*** Begin section ***

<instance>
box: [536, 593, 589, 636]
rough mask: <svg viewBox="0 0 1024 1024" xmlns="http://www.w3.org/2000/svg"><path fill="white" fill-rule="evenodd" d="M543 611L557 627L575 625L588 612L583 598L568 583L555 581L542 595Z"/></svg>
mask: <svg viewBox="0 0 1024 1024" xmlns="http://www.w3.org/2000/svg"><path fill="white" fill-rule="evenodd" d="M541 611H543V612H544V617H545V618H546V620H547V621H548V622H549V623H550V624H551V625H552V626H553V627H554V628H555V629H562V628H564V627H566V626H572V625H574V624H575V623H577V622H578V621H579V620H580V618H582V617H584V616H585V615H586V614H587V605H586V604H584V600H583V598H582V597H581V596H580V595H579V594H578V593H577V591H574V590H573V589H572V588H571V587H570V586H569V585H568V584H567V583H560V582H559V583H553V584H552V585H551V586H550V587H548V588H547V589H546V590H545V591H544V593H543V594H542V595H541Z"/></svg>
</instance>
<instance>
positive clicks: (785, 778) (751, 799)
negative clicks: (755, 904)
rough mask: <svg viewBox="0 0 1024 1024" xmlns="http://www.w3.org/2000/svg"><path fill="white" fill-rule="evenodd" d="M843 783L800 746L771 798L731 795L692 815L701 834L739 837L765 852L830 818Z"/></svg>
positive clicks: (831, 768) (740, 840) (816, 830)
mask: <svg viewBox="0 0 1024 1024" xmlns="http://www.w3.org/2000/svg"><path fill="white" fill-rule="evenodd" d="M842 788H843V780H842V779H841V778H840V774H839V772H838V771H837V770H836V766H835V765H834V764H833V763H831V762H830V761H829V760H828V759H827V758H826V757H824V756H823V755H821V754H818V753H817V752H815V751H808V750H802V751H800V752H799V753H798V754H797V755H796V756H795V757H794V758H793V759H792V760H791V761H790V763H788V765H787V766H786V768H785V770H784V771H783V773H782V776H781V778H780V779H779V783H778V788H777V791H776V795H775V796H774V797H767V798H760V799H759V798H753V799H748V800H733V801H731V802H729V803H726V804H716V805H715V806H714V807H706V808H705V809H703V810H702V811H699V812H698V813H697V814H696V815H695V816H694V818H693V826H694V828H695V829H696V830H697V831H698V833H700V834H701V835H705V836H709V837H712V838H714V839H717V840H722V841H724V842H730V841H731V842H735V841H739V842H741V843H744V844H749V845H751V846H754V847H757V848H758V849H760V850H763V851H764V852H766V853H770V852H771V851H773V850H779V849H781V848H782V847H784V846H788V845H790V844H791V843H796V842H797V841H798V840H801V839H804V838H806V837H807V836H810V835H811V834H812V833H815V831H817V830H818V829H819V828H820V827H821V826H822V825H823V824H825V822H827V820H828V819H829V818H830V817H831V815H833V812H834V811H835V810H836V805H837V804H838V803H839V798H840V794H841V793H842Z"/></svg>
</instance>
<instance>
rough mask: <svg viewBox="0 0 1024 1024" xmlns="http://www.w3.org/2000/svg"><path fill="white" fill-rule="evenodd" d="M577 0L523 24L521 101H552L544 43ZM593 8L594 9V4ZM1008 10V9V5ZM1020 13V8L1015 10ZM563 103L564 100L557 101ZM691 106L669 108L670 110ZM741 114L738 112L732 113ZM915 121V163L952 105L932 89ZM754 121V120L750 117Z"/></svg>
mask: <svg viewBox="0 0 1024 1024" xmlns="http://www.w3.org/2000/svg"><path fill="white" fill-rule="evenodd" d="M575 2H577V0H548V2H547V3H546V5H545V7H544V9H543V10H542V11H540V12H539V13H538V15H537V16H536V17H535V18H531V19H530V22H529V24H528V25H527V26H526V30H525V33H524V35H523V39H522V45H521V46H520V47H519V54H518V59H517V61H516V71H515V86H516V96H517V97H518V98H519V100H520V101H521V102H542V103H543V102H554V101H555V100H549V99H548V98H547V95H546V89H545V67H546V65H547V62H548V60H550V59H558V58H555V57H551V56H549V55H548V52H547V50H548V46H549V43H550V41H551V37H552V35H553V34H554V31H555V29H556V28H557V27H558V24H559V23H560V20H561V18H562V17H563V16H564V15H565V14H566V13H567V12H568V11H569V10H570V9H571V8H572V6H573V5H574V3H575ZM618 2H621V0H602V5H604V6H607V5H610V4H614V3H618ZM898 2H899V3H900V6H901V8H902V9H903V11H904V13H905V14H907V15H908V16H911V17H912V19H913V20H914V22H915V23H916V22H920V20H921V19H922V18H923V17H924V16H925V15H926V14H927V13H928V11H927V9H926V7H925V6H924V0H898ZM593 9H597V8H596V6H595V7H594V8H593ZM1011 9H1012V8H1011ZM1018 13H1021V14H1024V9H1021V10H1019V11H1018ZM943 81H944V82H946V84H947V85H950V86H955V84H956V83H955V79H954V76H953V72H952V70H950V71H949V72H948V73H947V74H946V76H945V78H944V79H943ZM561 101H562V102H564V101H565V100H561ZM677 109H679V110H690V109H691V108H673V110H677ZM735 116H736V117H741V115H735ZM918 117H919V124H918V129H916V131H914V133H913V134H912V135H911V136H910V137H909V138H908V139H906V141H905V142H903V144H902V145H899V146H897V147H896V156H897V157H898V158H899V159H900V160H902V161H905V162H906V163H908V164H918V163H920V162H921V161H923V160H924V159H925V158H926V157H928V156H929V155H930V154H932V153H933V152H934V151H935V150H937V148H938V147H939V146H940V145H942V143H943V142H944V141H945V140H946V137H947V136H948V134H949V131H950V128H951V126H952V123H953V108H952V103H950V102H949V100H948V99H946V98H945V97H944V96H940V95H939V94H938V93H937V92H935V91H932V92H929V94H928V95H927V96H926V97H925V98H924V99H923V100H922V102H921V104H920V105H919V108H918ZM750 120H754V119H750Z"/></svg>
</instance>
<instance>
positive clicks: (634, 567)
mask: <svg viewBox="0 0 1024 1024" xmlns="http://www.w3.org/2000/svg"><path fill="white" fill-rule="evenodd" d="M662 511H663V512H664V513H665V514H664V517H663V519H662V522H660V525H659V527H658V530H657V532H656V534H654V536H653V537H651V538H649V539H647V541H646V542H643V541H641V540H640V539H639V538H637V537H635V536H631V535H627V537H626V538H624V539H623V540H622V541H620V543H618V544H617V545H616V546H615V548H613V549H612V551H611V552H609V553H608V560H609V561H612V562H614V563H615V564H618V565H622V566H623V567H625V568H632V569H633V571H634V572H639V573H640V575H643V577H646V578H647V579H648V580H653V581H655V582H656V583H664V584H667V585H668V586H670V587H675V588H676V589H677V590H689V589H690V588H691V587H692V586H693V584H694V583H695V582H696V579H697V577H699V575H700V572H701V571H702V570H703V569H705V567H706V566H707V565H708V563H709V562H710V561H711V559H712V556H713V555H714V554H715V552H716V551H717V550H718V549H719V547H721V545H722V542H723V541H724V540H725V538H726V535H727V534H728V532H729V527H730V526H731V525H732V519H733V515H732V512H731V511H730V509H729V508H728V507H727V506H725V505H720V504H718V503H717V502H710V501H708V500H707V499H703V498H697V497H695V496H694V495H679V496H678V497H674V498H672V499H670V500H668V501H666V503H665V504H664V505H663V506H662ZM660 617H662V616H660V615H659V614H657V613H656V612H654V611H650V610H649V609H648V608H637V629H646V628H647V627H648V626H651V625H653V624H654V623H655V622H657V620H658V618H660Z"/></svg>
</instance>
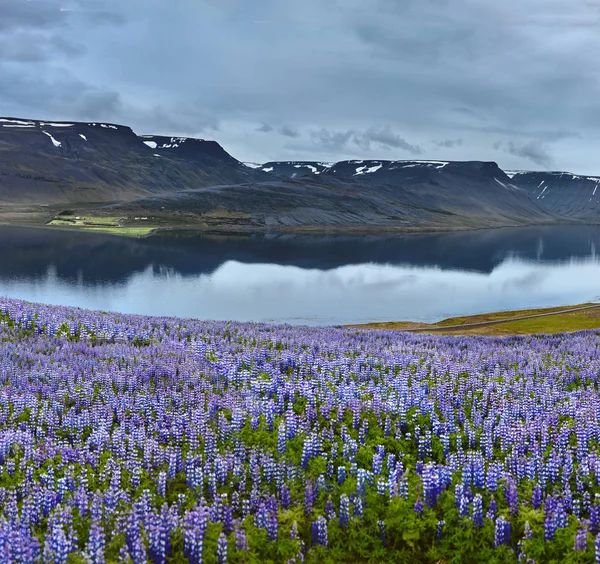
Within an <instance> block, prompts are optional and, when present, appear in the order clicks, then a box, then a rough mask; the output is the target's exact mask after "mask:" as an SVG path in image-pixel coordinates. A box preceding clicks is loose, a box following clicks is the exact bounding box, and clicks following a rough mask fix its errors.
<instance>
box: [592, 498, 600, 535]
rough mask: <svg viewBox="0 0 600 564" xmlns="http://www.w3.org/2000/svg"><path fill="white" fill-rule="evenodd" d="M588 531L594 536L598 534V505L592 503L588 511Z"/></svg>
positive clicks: (599, 515) (598, 504)
mask: <svg viewBox="0 0 600 564" xmlns="http://www.w3.org/2000/svg"><path fill="white" fill-rule="evenodd" d="M590 529H591V531H592V533H594V534H597V533H599V532H600V505H599V504H598V503H594V505H592V508H591V509H590Z"/></svg>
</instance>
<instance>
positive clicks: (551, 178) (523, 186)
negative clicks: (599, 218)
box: [510, 172, 600, 221]
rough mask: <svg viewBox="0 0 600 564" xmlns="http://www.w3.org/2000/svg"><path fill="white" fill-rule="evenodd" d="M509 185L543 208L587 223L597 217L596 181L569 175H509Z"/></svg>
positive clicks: (538, 173)
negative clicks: (579, 219)
mask: <svg viewBox="0 0 600 564" xmlns="http://www.w3.org/2000/svg"><path fill="white" fill-rule="evenodd" d="M510 176H512V182H513V183H514V184H516V185H517V186H520V187H521V188H524V189H525V190H527V191H528V192H529V193H530V194H531V196H532V198H533V199H534V200H535V201H536V202H539V203H540V204H541V205H542V206H543V207H544V208H546V209H548V210H550V211H553V212H556V213H558V214H560V215H565V216H569V217H576V218H581V219H587V220H596V221H597V220H598V219H599V218H600V189H599V185H600V178H599V177H595V176H580V175H577V174H572V173H570V172H513V173H510Z"/></svg>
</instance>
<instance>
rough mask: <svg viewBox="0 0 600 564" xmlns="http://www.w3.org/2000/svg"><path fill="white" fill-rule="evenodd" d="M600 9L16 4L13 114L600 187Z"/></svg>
mask: <svg viewBox="0 0 600 564" xmlns="http://www.w3.org/2000/svg"><path fill="white" fill-rule="evenodd" d="M597 53H600V0H502V1H501V2H499V1H498V0H301V1H299V0H126V1H125V0H0V115H3V116H11V117H24V118H32V119H47V120H61V119H64V120H77V121H106V122H112V123H118V124H123V125H129V126H131V127H132V128H133V129H134V130H135V131H136V132H137V133H139V134H166V135H173V136H189V137H200V138H204V139H215V140H217V141H218V142H219V143H221V145H223V147H225V149H226V150H227V151H229V152H230V153H231V154H232V155H233V156H235V157H236V158H238V159H240V160H243V161H250V162H257V163H263V162H266V161H270V160H292V159H293V160H319V161H337V160H343V159H361V158H362V159H378V158H379V159H440V160H485V161H496V162H497V163H498V164H499V165H500V166H501V167H502V168H504V169H505V170H532V169H534V170H569V171H572V172H575V173H579V174H590V175H591V174H596V175H598V174H600V151H599V149H600V57H598V56H597Z"/></svg>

*** End section ***

## Action item
Write out exactly the final stretch of the records: the line containing "negative clicks: (599, 218)" and every line after it, through the last, and nothing else.

## Response to this exercise
negative clicks: (599, 218)
box: [510, 172, 600, 221]
rough mask: <svg viewBox="0 0 600 564" xmlns="http://www.w3.org/2000/svg"><path fill="white" fill-rule="evenodd" d="M509 185L543 208L587 223L597 217L596 181L569 175H509Z"/></svg>
positive clicks: (538, 173)
negative clicks: (579, 219)
mask: <svg viewBox="0 0 600 564" xmlns="http://www.w3.org/2000/svg"><path fill="white" fill-rule="evenodd" d="M510 176H512V182H513V183H514V184H516V185H517V186H520V187H521V188H524V189H525V190H527V191H528V192H529V193H530V194H531V196H532V198H533V199H534V200H535V201H536V202H539V203H540V204H541V205H542V206H543V207H544V208H546V209H548V210H550V211H553V212H556V213H558V214H560V215H565V216H569V217H576V218H581V219H587V220H596V221H597V220H598V219H599V218H600V189H599V185H600V178H599V177H595V176H580V175H577V174H572V173H570V172H513V173H510Z"/></svg>
</instance>
<instance>
rough mask: <svg viewBox="0 0 600 564" xmlns="http://www.w3.org/2000/svg"><path fill="white" fill-rule="evenodd" d="M600 9L16 4L13 114L600 187Z"/></svg>
mask: <svg viewBox="0 0 600 564" xmlns="http://www.w3.org/2000/svg"><path fill="white" fill-rule="evenodd" d="M597 53H600V0H502V1H501V2H499V1H498V0H301V1H299V0H126V1H125V0H0V115H3V116H11V117H24V118H32V119H47V120H61V119H64V120H77V121H106V122H112V123H118V124H123V125H129V126H131V127H132V128H133V129H134V130H135V131H136V132H137V133H139V134H166V135H173V136H189V137H200V138H204V139H215V140H217V141H218V142H219V143H221V145H223V147H225V149H226V150H227V151H229V152H230V153H231V154H232V155H233V156H235V157H236V158H238V159H240V160H243V161H250V162H257V163H263V162H266V161H270V160H292V159H293V160H319V161H337V160H343V159H361V158H362V159H378V158H379V159H440V160H485V161H496V162H497V163H498V164H499V165H500V166H501V167H502V168H504V169H505V170H532V169H534V170H569V171H572V172H575V173H579V174H590V175H591V174H596V175H598V174H600V151H599V149H600V57H598V56H597Z"/></svg>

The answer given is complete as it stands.